• _Objective 1_: In the excerpt on electric vehicle partnerships, what is the name of the 5G vehicle module that Huawei launched?
• _Objective 2_: Extend the excerpt on electric vehicle partnerships by continuing it after its final sentence.

• _Page excerpt_:
Behind the scenes at BYD Auto: China’s biggest electric vehicle factory
Huawei Technologies has formed an alliance with Changan Auto and Contemporary Amperex Technology Limited, China’s biggest EV battery maker, to launch an upmarket car brand. Huawei, which last year launched its 5G ecosystem and the world’s first 5G vehicle module, the MH5000 in 2019, will offer intelligent mobility solutions for the EVs, which will go into mass production soon.

Elsewhere, iPhone maker Apple plans to sign a partnership agreement with Hyundai Motors for autonomous electric cars by March and start production around 2024 in the US, according to Korea IT News.

Old Vs New?

The partnerships between old, established players and the new entrants will involve technology companies bringing ideas such as cloud platforms, digital maps, sensing equipment and big data to the table. The conventional carmakers, with their manufacturing might and supply chain capabilities, will focus on assembly.

• _Supplied data_:
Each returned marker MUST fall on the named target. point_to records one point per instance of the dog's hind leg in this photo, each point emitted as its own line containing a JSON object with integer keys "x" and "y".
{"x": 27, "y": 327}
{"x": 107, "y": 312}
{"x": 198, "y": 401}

• _Exercise answer 1_: The MH5000.

• _Exercise answer 2_:
China’s role

Beijing could very well define the future of mobility, given the enormous amount of resources it is pouring into the EVs sector along with Chinese private players.

As part of its “Made in China 2025” industrial masterplan, Beijing wants 20 per cent of all new cars hitting the streets to be EVs by 2024. That would translate into more than four million such cars on the road by then.

Moreover, the Geely-Foxconn joint venture will allow more companies to enter the highly competitive market.

He Xiaopeng, the founder and chief executive of Xpeng Motors, says more Chinese technology juggernauts will enter the EVs sector this year, injecting new impetus into the world’s largest EV market.